- Exercise instructions
From the FAQ below on Montana's technology industry, reproduce verbatim the passage starting at "We all enjoy" and ending at "and country unique.".

- Study text
'''
Is this just another business support organization?
We are not a business support organization. Our purpose is to educate Montana’s business leaders and citizens and to advocate for policies and candidates who will promote and protect those qualities that already make Montana the best place to live, raise families and grow our businesses.
Why are public lands and public access relevant to the technology industry in Montana?
We all enjoy and cherish the natural beauty of Montana and our state’s legacy of open space, public lands and public access. Our public lands, state and Federal, are a key asset and a major factor in recruiting and retaining employees for our businesses. Access to public lands contributes to the quality of life of every resident. These lands belong to all Montanans and all Americans and are part of what make our state and country unique.
Why are public schools important to the technology industry?
We all have children in the public school system and we all believe in public money for quality public schools, from pre-K through University. We also support community colleges which provide qualified job candidates for roles that are vital to building strong communities and businesses. These are critical factors when we try to recruit and retain employees from out of state. They also are critical because the public school system is educating the future workforce of Montana. We know this because we all have hired Montana university graduates and find them to be among our finest employees.
What are the challenges in Montana’s current education system?
There are some in the state who want to divert our public education funds to private schools without any accountability to curriculums and quality of teaching. We oppose this as we fear this will undermine the existing strong public education system. Currently Montana is one of only a few states that don’t sponsor Pre-K programs. We feel strongly Montana’s school programs should be expanded to the Pre-K level as this has been proven to lead to stronger performance in later school programs and beyond graduation.
What do we mean by “diversity” and why is it important?
'''
Source data:
'''
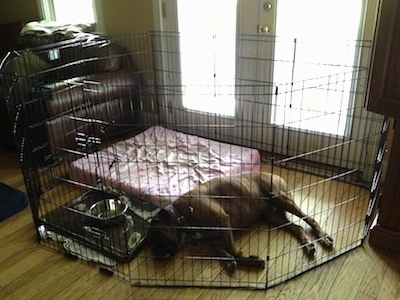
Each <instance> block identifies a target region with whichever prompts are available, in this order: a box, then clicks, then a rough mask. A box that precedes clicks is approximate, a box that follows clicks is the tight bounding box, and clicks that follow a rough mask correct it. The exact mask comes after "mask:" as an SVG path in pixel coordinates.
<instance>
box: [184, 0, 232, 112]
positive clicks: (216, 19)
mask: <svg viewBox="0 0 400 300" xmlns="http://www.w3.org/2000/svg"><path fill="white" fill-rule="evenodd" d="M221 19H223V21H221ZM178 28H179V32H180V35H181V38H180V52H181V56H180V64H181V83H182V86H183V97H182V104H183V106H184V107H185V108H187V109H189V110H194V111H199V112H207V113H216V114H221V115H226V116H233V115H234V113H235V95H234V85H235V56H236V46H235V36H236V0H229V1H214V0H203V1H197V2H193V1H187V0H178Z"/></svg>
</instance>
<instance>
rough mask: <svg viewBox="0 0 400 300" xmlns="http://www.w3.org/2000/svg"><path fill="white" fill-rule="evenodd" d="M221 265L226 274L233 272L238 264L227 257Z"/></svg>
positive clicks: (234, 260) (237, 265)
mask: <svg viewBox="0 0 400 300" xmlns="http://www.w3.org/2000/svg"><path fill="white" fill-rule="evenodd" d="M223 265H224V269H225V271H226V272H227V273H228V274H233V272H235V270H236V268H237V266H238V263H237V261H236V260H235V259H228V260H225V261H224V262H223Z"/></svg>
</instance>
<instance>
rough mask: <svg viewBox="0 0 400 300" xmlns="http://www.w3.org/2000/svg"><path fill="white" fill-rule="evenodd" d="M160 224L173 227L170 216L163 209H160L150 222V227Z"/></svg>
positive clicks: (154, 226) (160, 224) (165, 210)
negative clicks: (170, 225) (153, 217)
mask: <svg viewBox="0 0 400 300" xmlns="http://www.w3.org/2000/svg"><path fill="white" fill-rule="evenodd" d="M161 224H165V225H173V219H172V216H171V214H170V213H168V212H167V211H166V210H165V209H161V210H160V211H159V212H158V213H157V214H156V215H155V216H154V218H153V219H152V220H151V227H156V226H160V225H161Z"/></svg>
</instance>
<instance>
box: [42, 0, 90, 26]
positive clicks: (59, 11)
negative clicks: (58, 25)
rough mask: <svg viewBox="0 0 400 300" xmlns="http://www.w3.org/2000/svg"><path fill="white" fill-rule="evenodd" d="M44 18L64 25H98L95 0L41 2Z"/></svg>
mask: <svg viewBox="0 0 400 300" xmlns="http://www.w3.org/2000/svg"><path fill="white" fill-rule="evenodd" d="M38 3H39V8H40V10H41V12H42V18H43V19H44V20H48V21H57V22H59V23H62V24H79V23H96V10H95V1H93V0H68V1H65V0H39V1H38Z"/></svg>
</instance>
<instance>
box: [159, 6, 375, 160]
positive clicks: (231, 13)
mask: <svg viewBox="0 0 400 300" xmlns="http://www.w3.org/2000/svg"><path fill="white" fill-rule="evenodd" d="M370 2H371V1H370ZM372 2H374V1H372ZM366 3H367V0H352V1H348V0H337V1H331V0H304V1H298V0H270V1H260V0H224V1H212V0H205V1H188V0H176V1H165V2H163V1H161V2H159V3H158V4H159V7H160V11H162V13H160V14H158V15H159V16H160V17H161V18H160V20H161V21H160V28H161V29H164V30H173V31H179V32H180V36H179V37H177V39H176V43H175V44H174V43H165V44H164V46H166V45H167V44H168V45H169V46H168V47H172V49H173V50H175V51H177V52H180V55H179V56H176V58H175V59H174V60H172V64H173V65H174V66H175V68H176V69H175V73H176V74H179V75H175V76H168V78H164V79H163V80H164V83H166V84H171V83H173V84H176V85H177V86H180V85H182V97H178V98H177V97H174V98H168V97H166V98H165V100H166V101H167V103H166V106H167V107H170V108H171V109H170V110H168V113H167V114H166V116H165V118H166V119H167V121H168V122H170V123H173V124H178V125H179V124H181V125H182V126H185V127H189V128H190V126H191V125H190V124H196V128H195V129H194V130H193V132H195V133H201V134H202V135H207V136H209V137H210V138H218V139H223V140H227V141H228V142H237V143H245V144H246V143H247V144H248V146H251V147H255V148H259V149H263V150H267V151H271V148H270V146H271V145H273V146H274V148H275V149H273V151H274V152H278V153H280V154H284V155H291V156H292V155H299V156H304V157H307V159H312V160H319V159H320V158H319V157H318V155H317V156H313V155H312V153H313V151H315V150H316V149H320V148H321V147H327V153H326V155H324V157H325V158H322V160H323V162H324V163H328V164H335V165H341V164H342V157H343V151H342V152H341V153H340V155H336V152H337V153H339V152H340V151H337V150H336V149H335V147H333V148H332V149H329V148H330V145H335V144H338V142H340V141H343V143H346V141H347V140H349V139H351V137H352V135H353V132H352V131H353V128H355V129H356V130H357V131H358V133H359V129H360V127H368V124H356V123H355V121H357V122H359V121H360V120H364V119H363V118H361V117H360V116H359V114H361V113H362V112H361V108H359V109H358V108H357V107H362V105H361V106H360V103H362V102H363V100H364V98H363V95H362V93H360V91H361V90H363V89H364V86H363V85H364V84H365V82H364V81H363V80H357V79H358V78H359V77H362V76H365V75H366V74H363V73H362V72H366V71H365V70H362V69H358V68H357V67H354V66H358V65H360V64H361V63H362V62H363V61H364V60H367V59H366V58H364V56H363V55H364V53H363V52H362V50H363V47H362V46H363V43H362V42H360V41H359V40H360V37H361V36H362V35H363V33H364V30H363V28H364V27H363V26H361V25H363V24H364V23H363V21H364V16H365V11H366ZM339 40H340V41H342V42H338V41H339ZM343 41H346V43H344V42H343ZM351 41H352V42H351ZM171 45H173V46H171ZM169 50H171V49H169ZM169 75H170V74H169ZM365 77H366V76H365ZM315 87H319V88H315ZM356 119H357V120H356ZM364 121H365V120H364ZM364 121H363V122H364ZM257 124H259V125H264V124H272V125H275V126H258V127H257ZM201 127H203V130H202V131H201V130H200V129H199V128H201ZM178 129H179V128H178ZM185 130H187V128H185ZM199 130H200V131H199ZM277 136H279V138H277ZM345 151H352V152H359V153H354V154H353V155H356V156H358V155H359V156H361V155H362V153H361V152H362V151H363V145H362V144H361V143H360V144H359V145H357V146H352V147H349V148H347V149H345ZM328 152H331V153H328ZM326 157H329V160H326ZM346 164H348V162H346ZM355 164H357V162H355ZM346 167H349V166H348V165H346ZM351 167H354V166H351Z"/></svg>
'''
- Output
We all enjoy and cherish the natural beauty of Montana and our state’s legacy of open space, public lands and public access. Our public lands, state and Federal, are a key asset and a major factor in recruiting and retaining employees for our businesses. Access to public lands contributes to the quality of life of every resident. These lands belong to all Montanans and all Americans and are part of what make our state and country unique.